- [What you need to do]:
Transcribe all of the entries, matching each one exactly.

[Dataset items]
----

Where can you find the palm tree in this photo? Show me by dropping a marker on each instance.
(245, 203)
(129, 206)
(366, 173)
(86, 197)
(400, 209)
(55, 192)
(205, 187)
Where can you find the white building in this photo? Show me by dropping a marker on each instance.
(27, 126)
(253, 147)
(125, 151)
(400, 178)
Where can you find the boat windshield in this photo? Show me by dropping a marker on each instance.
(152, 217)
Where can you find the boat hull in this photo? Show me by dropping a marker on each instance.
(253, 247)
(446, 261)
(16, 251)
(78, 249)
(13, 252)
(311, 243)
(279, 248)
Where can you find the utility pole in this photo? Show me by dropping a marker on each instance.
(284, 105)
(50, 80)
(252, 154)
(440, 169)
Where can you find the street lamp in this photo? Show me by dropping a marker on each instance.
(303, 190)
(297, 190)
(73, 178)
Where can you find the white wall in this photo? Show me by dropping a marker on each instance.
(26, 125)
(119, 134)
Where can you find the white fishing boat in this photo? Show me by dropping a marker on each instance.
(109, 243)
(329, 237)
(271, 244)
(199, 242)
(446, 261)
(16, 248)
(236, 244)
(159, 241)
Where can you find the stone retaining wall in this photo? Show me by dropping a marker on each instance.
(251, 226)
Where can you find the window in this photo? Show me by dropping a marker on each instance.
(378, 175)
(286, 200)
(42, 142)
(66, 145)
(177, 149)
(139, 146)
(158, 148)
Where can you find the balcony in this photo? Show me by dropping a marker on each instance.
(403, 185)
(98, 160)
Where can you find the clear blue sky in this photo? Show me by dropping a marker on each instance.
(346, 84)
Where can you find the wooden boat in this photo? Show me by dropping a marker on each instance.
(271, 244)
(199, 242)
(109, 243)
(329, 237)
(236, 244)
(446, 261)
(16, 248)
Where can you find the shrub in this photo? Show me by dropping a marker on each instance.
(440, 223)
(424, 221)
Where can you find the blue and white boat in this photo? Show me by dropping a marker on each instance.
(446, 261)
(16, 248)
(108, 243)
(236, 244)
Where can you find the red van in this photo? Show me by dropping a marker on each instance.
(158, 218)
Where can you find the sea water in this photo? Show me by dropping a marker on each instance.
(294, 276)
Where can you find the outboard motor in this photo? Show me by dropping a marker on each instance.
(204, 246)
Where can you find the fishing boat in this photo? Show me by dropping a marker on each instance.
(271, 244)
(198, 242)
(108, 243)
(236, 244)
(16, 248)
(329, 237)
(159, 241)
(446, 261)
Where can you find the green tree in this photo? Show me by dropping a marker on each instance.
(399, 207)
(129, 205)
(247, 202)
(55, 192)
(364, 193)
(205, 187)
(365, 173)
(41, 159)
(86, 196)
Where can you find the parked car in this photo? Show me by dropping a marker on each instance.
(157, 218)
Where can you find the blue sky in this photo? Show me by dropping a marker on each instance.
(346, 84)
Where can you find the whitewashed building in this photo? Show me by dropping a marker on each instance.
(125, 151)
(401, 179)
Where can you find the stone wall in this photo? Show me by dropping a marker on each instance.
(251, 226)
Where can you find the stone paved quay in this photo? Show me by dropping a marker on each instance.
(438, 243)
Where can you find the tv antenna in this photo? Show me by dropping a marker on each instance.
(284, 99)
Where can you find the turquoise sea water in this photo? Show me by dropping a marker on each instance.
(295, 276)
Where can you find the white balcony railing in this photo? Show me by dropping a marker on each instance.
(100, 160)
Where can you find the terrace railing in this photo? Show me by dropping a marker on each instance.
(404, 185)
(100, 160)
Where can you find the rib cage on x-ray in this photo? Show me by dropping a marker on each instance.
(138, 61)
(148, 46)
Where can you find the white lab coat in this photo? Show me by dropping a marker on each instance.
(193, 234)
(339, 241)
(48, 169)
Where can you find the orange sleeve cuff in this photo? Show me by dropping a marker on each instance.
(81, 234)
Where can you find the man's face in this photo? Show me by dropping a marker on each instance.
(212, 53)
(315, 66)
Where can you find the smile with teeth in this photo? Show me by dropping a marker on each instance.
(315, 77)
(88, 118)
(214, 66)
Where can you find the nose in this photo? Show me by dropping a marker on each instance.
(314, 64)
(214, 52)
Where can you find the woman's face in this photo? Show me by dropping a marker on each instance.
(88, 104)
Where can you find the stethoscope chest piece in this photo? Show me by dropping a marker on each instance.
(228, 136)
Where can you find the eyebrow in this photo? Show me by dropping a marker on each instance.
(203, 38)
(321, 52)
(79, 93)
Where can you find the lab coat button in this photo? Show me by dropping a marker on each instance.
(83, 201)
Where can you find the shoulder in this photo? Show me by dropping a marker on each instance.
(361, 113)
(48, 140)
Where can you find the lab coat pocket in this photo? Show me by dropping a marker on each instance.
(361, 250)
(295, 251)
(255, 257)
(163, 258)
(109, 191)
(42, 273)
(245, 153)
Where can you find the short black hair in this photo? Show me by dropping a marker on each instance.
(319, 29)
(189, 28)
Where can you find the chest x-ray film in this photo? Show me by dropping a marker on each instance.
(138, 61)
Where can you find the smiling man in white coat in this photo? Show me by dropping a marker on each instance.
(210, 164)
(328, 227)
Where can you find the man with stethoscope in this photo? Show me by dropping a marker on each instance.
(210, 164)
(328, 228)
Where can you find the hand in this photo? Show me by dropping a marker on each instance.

----

- [Result of the task]:
Where can you find the palm tree in this photo? Show me by dropping a marker on each instance.
(245, 203)
(129, 206)
(366, 173)
(86, 197)
(400, 209)
(55, 192)
(205, 187)
Where can you find the white building in this photo? Show me by dropping a marker on each instance.
(27, 126)
(253, 147)
(125, 151)
(400, 178)
Where can you find the boat windshield in this photo? Show me by dropping a marker on each instance.
(152, 217)
Where can you find the boat hull in this photo? Show me by dropping a marker on each instance.
(253, 247)
(446, 261)
(16, 251)
(78, 249)
(13, 252)
(311, 243)
(279, 248)
Where can you find the utility pole in this photo? Show me by dropping a marker on each instance.
(284, 105)
(50, 80)
(252, 154)
(440, 169)
Where can you find the street lamp in this photo? Show me by dropping a marker on each instance.
(303, 190)
(297, 190)
(73, 178)
Where can you find the white wall in this photo? Show me by dropping a marker on each instance.
(26, 125)
(119, 134)
Where can you find the white fishing boat in this photo? Show me by dropping a marker on each instance.
(109, 243)
(329, 237)
(271, 244)
(199, 242)
(446, 261)
(16, 248)
(236, 244)
(159, 241)
Where can you find the stone retaining wall in this photo? Show me by dropping a marker on each instance.
(251, 226)
Where can you find the window in this photo? Show me by dropping a marker on each instance.
(378, 175)
(286, 200)
(42, 142)
(66, 145)
(177, 149)
(139, 146)
(158, 148)
Where can you find the balcony in this photo? Show me by dropping a marker on each instance.
(403, 185)
(98, 160)
Where can you find the clear blue sky in this photo? Show me by dropping a marker on each instance.
(346, 84)
Where can you find the wooden boat in this photo? Show me by dropping a marker on each instance.
(271, 244)
(199, 242)
(109, 243)
(329, 237)
(236, 244)
(446, 261)
(16, 248)
Where can you find the shrub in this photo? Show me by dropping a marker on each instance.
(440, 223)
(424, 221)
Where can you find the blue and white boat in this photo? Show me by dropping a marker on each instance.
(446, 261)
(16, 248)
(108, 243)
(236, 244)
Where can you find the red van in this photo? Show me by dropping a marker on each instance.
(158, 218)
Where can you find the sea water in this photo? Show me by dropping a marker on each instance.
(294, 276)
Where can you find the outboard motor in this photo? Show me by dropping a marker on each instance.
(204, 246)
Where can you find the fishing boat in this photo? Show me by dropping a marker on each instance.
(271, 244)
(198, 242)
(108, 243)
(236, 244)
(16, 248)
(329, 237)
(159, 241)
(446, 261)
Where can you find the green tree in this photo? Show me by dropping a marker on each instance.
(399, 207)
(129, 205)
(247, 202)
(55, 192)
(364, 193)
(205, 187)
(365, 173)
(41, 159)
(86, 196)
Where can you find the parked car in this photo? Show me by dropping a marker on each instance.
(157, 218)
Where can you find the blue sky in this photo? Show me by dropping a marker on each instance.
(346, 84)
Where can you find the whitewashed building in this photo? Show me by dropping a marker on each instance.
(125, 151)
(401, 179)
Where can you find the stone wall in this photo? Show me by dropping a marker on each instance.
(251, 226)
Where can you find the stone paved quay in this photo? Show me by dropping a marker on each instance.
(438, 243)
Where can you find the tv antenna in this photo? Show me by dropping a marker on each instance.
(284, 99)
Where can you find the turquoise sea water in this photo? Show me by dropping a marker on each instance.
(295, 276)
Where can you find the white balcony railing in this photo? Show me by dropping a marker on each instance.
(100, 160)
Where can you find the terrace railing in this photo? Show me by dropping a marker on each instance.
(404, 185)
(100, 160)
Where can you find the rib cage on x-ray in this photo? Show me by dropping a marker on each instance.
(138, 61)
(148, 46)
Where can you find the white lab coat in this photo? Show me by dropping a marker on each instance.
(193, 234)
(339, 241)
(48, 169)
Where can you find the orange sleeve cuff in this photo? Show me by dropping a marker on each instance.
(81, 234)
Where can you find the man's face in this photo? Show me by dropping a marker on each instance.
(212, 53)
(315, 66)
Where can you find the smile with teeth in this photo? Show me by dropping a marker on each instance.
(315, 77)
(88, 118)
(214, 66)
Where can you find the nose in this photo? Show me by dropping a marker on each instance.
(314, 64)
(214, 52)
Where can you find the woman's face in this photo? Show me by dropping a marker on each instance.
(88, 104)
Where can you find the stethoscope chest piece in this photo? Show me by dropping a marker on each instance.
(228, 136)
Where can you find the eyebrow in this photo? Show me by dropping a marker on each instance.
(203, 38)
(321, 52)
(79, 93)
Where can you find the lab coat button in this photo? Show me by dropping a marker on each instance.
(83, 201)
Where can you find the shoulder in this photo? Show me by dropping a marker on each instance.
(361, 113)
(48, 140)
Where can you find the lab coat pocket in this photo? Show me by dropping a marker on each instance.
(361, 250)
(295, 251)
(255, 257)
(163, 258)
(109, 191)
(42, 273)
(245, 153)
Where can you find the short black hair in this photo? Show me by dropping a marker on each instance.
(319, 29)
(189, 28)
Where can you find the chest x-ray film in this photo? Show me by dropping a marker on each instance.
(138, 61)
Where can you find the smiling man in white coat in this photo? Show me by dropping a marker on each instance.
(210, 164)
(328, 227)
Where can you find the man with stethoscope in this photo? Show me by dropping a marker on each instance.
(210, 164)
(328, 228)
Where can you find the hand in this photo? Show me by dropping a marker on each instance.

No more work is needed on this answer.